[Object location annotation data]
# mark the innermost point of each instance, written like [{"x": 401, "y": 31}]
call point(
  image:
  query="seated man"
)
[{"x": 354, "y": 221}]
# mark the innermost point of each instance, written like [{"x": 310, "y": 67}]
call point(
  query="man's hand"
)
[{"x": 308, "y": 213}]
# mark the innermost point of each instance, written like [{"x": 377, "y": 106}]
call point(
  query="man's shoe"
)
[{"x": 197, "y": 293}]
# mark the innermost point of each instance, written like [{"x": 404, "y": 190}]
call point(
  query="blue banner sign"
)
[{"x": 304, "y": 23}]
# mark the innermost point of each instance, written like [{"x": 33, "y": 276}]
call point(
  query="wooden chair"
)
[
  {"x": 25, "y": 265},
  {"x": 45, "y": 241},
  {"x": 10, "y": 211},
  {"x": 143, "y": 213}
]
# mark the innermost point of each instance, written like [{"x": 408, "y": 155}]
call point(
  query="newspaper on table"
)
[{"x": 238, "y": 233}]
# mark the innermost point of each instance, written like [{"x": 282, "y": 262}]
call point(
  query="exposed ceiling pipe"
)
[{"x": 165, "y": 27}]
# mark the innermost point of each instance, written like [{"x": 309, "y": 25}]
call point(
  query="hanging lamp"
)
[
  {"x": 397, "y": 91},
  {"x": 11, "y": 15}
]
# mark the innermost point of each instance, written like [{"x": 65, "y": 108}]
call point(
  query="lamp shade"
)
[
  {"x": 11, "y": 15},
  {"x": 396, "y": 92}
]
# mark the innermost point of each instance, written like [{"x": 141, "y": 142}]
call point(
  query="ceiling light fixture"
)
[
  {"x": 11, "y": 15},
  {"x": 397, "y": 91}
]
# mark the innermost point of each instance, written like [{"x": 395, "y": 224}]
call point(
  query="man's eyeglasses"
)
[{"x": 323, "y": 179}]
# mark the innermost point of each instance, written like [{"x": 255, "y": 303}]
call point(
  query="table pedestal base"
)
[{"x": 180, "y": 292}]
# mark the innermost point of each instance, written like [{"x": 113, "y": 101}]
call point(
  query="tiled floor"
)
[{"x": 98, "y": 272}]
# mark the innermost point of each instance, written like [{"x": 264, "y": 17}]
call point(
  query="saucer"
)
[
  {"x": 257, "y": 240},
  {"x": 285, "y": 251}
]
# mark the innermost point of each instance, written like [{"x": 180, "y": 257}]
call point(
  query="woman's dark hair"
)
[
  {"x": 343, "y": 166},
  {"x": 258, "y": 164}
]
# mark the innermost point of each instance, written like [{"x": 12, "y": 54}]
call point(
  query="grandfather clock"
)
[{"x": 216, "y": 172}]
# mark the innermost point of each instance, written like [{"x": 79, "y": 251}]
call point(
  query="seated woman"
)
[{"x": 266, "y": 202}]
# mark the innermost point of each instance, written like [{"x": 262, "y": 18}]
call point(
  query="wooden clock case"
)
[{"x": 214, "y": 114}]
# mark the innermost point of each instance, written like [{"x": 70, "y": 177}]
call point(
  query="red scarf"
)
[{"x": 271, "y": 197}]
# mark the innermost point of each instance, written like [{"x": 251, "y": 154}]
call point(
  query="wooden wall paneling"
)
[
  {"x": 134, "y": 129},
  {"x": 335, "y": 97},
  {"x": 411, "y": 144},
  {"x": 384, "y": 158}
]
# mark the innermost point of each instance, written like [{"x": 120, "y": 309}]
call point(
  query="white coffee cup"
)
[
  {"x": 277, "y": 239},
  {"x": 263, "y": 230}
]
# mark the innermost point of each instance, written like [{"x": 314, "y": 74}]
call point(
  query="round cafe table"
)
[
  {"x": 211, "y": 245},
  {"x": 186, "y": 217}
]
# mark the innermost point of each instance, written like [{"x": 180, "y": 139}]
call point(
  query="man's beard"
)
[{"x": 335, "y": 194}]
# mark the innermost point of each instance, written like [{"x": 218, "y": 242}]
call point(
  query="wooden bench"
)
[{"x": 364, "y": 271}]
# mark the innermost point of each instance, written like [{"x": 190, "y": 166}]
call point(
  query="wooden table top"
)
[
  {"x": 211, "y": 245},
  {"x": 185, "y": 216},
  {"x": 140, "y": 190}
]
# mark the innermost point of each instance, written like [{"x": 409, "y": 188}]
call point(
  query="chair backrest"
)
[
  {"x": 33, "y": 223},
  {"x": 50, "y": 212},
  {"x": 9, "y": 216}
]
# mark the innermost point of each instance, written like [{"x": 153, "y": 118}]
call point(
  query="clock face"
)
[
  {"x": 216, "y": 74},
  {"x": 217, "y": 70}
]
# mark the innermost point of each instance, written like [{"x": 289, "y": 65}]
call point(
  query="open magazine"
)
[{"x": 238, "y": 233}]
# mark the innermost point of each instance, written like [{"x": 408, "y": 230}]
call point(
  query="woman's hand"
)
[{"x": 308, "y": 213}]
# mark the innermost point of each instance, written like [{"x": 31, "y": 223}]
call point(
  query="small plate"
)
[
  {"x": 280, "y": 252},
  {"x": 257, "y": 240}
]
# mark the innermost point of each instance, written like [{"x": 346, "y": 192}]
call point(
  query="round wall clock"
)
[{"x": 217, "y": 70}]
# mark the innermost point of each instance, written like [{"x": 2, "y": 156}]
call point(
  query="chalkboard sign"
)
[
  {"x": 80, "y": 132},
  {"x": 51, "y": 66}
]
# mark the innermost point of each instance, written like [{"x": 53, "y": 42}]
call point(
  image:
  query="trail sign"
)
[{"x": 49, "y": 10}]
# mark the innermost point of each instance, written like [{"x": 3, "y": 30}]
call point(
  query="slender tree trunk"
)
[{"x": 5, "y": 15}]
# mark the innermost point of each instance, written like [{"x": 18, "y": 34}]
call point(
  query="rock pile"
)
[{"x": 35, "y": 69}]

**OBJECTIVE:** Retype the data exactly as given.

**TASK OUTPUT:**
# mark the innermost point of each instance, written like [{"x": 401, "y": 31}]
call point(
  image:
  query="seated man"
)
[{"x": 354, "y": 221}]
# mark the innermost point of each instance, written like [{"x": 310, "y": 67}]
call point(
  query="man's hand"
)
[{"x": 308, "y": 213}]
# mark the innermost point of each instance, written like [{"x": 377, "y": 106}]
call point(
  query="man's shoe"
)
[{"x": 197, "y": 293}]
# mark the innermost point of each instance, written like [{"x": 404, "y": 190}]
call point(
  query="blue banner sign"
)
[{"x": 304, "y": 23}]
# mark the innermost point of each instance, written like [{"x": 33, "y": 276}]
call point(
  query="wooden chair"
)
[
  {"x": 25, "y": 265},
  {"x": 45, "y": 241},
  {"x": 10, "y": 211},
  {"x": 143, "y": 213}
]
# mark the innermost point of each instance, written like [{"x": 408, "y": 155}]
call point(
  query="newspaper on table"
)
[{"x": 238, "y": 233}]
# mark the innermost point of each instance, written like [{"x": 282, "y": 262}]
call point(
  query="exposed ceiling pipe"
)
[{"x": 165, "y": 27}]
# mark the innermost point of each instance, written like [{"x": 309, "y": 25}]
call point(
  query="hanging lamp"
)
[
  {"x": 397, "y": 91},
  {"x": 11, "y": 15}
]
# mark the innermost point of each instance, written like [{"x": 65, "y": 108}]
call point(
  query="lamp shade"
)
[
  {"x": 11, "y": 15},
  {"x": 396, "y": 92}
]
# mark the innermost point of each instance, written like [{"x": 141, "y": 142}]
call point(
  query="ceiling light fixture"
)
[
  {"x": 11, "y": 15},
  {"x": 397, "y": 91}
]
# mark the innermost point of each instance, written like [{"x": 395, "y": 224}]
call point(
  query="man's eyeglasses"
)
[{"x": 323, "y": 179}]
# mark the innermost point of each instance, written like [{"x": 255, "y": 303}]
call point(
  query="table pedestal base"
)
[{"x": 180, "y": 292}]
# mark the innermost point of each instance, written like [{"x": 113, "y": 101}]
call point(
  query="tiled floor"
)
[{"x": 98, "y": 272}]
# mark the innermost point of each instance, written like [{"x": 264, "y": 17}]
call point(
  query="saucer"
)
[
  {"x": 257, "y": 240},
  {"x": 285, "y": 251}
]
# mark the innermost point of each instance, written like [{"x": 180, "y": 257}]
call point(
  query="woman's dark hair"
)
[
  {"x": 343, "y": 166},
  {"x": 258, "y": 164}
]
# mark the innermost point of each instance, written like [{"x": 12, "y": 54}]
call point(
  query="grandfather clock"
)
[{"x": 216, "y": 172}]
# mark the innermost point of each instance, written like [{"x": 79, "y": 251}]
call point(
  query="seated woman"
)
[{"x": 266, "y": 202}]
# mark the innermost point of each instance, written like [{"x": 262, "y": 18}]
call point(
  query="wooden clock case"
)
[{"x": 214, "y": 114}]
# mark the innermost point of each instance, written like [{"x": 70, "y": 177}]
call point(
  query="red scarf"
)
[{"x": 271, "y": 197}]
# mark the innermost point of each instance, written like [{"x": 251, "y": 154}]
call point(
  query="wooden wall paneling"
)
[
  {"x": 134, "y": 129},
  {"x": 335, "y": 97},
  {"x": 411, "y": 144},
  {"x": 384, "y": 158}
]
# mark the innermost point of each instance, written like [{"x": 120, "y": 309}]
call point(
  query="white coffee cup"
)
[
  {"x": 277, "y": 239},
  {"x": 263, "y": 230}
]
# mark the innermost point of each instance, written like [{"x": 314, "y": 74}]
call point(
  query="round cafe table"
)
[
  {"x": 211, "y": 245},
  {"x": 186, "y": 217}
]
# mark the innermost point of each instance, written like [{"x": 180, "y": 139}]
call point(
  query="man's beard"
)
[{"x": 335, "y": 194}]
# mark the innermost point of each instance, written like [{"x": 218, "y": 242}]
call point(
  query="wooden bench"
)
[{"x": 364, "y": 271}]
# mark the innermost point of each instance, written like [{"x": 190, "y": 166}]
call point(
  query="wooden table top"
)
[
  {"x": 211, "y": 245},
  {"x": 185, "y": 216},
  {"x": 140, "y": 190}
]
# mark the innermost point of each instance, written like [{"x": 409, "y": 188}]
call point(
  query="chair backrest"
)
[
  {"x": 33, "y": 223},
  {"x": 50, "y": 212},
  {"x": 9, "y": 216}
]
# mark the innermost point of each instance, written like [{"x": 153, "y": 118}]
call point(
  query="clock face"
)
[
  {"x": 216, "y": 74},
  {"x": 217, "y": 70}
]
# mark the innermost point of each instance, written like [{"x": 289, "y": 65}]
call point(
  query="open magazine"
)
[{"x": 238, "y": 233}]
# mark the innermost point of each instance, written like [{"x": 408, "y": 230}]
call point(
  query="woman's hand"
)
[{"x": 308, "y": 213}]
# mark the innermost point of each instance, written like [{"x": 31, "y": 223}]
call point(
  query="small plate"
)
[
  {"x": 280, "y": 252},
  {"x": 257, "y": 240}
]
# mark the innermost point of each instance, written like [{"x": 346, "y": 192}]
call point(
  query="round wall clock"
)
[{"x": 217, "y": 70}]
# mark the innermost point of each instance, written like [{"x": 2, "y": 156}]
call point(
  query="chalkboard sign"
)
[
  {"x": 80, "y": 132},
  {"x": 51, "y": 66}
]
# mark the innermost point of each instance, written like [{"x": 53, "y": 42}]
call point(
  image:
  query="trail sign"
)
[{"x": 49, "y": 10}]
# mark the innermost point of each instance, written like [{"x": 3, "y": 30}]
call point(
  query="slender tree trunk"
)
[{"x": 5, "y": 15}]
# mark the innermost point of each instance, written like [{"x": 18, "y": 34}]
call point(
  query="rock pile"
)
[{"x": 35, "y": 69}]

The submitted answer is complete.